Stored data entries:

-- Opening Marker --

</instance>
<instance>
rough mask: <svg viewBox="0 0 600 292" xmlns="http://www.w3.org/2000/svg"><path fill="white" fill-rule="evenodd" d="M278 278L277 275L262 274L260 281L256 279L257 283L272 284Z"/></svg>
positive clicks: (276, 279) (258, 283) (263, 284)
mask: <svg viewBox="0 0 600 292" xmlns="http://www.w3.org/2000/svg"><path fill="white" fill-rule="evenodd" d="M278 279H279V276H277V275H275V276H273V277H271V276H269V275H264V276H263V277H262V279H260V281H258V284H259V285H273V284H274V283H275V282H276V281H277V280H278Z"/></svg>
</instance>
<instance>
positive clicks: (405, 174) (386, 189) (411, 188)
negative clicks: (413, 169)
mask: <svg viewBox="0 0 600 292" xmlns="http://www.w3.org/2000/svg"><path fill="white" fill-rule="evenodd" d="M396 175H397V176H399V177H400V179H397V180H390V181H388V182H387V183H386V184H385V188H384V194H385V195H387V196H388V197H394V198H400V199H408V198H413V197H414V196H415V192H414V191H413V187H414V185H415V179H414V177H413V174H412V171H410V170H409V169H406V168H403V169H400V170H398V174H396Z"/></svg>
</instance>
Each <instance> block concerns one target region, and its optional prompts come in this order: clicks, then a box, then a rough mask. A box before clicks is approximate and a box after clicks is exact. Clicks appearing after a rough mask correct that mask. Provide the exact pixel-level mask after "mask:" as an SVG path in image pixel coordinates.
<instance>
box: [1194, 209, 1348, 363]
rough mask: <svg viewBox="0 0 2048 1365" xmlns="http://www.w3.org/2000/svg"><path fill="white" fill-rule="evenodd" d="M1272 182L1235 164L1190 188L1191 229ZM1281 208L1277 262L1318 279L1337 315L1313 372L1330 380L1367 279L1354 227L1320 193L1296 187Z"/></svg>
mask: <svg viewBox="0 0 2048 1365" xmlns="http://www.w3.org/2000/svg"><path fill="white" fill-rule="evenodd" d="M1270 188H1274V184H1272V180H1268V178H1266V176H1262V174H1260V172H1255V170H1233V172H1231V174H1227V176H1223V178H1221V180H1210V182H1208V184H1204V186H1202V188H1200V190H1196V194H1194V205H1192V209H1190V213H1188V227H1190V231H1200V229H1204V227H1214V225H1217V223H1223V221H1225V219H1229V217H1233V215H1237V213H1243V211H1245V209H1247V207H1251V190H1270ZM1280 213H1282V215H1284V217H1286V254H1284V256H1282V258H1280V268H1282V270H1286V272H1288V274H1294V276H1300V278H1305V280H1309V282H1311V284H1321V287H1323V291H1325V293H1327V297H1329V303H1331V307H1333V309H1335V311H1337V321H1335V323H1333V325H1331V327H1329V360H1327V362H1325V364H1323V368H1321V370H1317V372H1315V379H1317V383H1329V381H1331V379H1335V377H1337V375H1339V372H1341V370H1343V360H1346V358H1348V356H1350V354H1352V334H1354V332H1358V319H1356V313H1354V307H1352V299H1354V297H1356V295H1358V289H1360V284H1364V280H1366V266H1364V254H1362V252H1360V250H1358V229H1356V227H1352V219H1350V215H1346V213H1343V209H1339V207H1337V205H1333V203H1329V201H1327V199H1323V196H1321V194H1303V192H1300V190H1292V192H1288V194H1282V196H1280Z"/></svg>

-- Closing Marker --

* What you need to do *
Here, the records must be output exactly and in full.

* Solution *
</instance>
<instance>
rough mask: <svg viewBox="0 0 600 292" xmlns="http://www.w3.org/2000/svg"><path fill="white" fill-rule="evenodd" d="M278 278L277 275L262 274L260 281L256 279L257 283L272 284Z"/></svg>
positive clicks: (276, 279) (258, 283) (263, 284)
mask: <svg viewBox="0 0 600 292" xmlns="http://www.w3.org/2000/svg"><path fill="white" fill-rule="evenodd" d="M278 279H279V276H277V275H275V276H273V277H271V276H269V275H264V276H263V277H262V279H260V281H258V284H259V285H273V284H274V283H275V282H276V281H277V280H278Z"/></svg>
</instance>
<instance>
positive clicks: (405, 174) (386, 189) (411, 188)
negative clicks: (413, 169)
mask: <svg viewBox="0 0 600 292" xmlns="http://www.w3.org/2000/svg"><path fill="white" fill-rule="evenodd" d="M396 175H397V176H399V177H400V179H397V180H390V181H388V182H387V183H386V184H385V188H384V194H385V195H387V196H388V197H394V198H400V199H408V198H413V197H414V196H415V192H414V191H413V187H414V185H415V179H414V177H413V174H412V171H410V170H409V169H406V168H403V169H400V170H398V174H396Z"/></svg>
</instance>
Each <instance> block concerns one target region, and its optional prompts come in this order: clicks, then a box, then a rough mask. A box before clicks is approximate and a box after clicks is exact. Clicks appearing after a rough mask correct that mask. Provide the exact pixel-level mask after "mask:" as an SVG path in image pixel coordinates.
<instance>
box: [1194, 209, 1348, 363]
rough mask: <svg viewBox="0 0 2048 1365" xmlns="http://www.w3.org/2000/svg"><path fill="white" fill-rule="evenodd" d="M1272 182L1235 164L1190 188L1191 229ZM1281 208L1277 262L1318 279L1337 315L1313 372L1330 380L1367 279L1354 227L1320 193L1296 187Z"/></svg>
mask: <svg viewBox="0 0 2048 1365" xmlns="http://www.w3.org/2000/svg"><path fill="white" fill-rule="evenodd" d="M1270 188H1274V184H1272V180H1268V178H1266V176H1262V174H1260V172H1255V170H1233V172H1231V174H1227V176H1223V178H1221V180H1210V182H1208V184H1204V186H1202V188H1200V190H1196V194H1194V205H1192V209H1190V213H1188V227H1190V231H1200V229H1204V227H1214V225H1217V223H1223V221H1225V219H1229V217H1233V215H1237V213H1243V211H1245V209H1247V207H1251V190H1270ZM1280 213H1282V215H1284V217H1286V254H1284V256H1282V258H1280V268H1282V270H1286V272H1288V274H1294V276H1300V278H1305V280H1309V282H1311V284H1321V287H1323V291H1325V293H1327V297H1329V303H1331V307H1333V309H1335V311H1337V321H1335V323H1333V325H1331V327H1329V360H1327V362H1325V364H1323V368H1321V370H1317V372H1315V379H1317V383H1329V381H1331V379H1335V377H1337V375H1339V372H1341V370H1343V360H1346V358H1348V356H1350V354H1352V334H1354V332H1358V319H1356V313H1354V307H1352V299H1354V297H1356V295H1358V289H1360V284H1364V280H1366V266H1364V254H1362V252H1360V250H1358V229H1356V227H1352V219H1350V215H1346V213H1343V209H1339V207H1337V205H1333V203H1329V201H1327V199H1323V196H1321V194H1303V192H1300V190H1292V192H1288V194H1282V196H1280Z"/></svg>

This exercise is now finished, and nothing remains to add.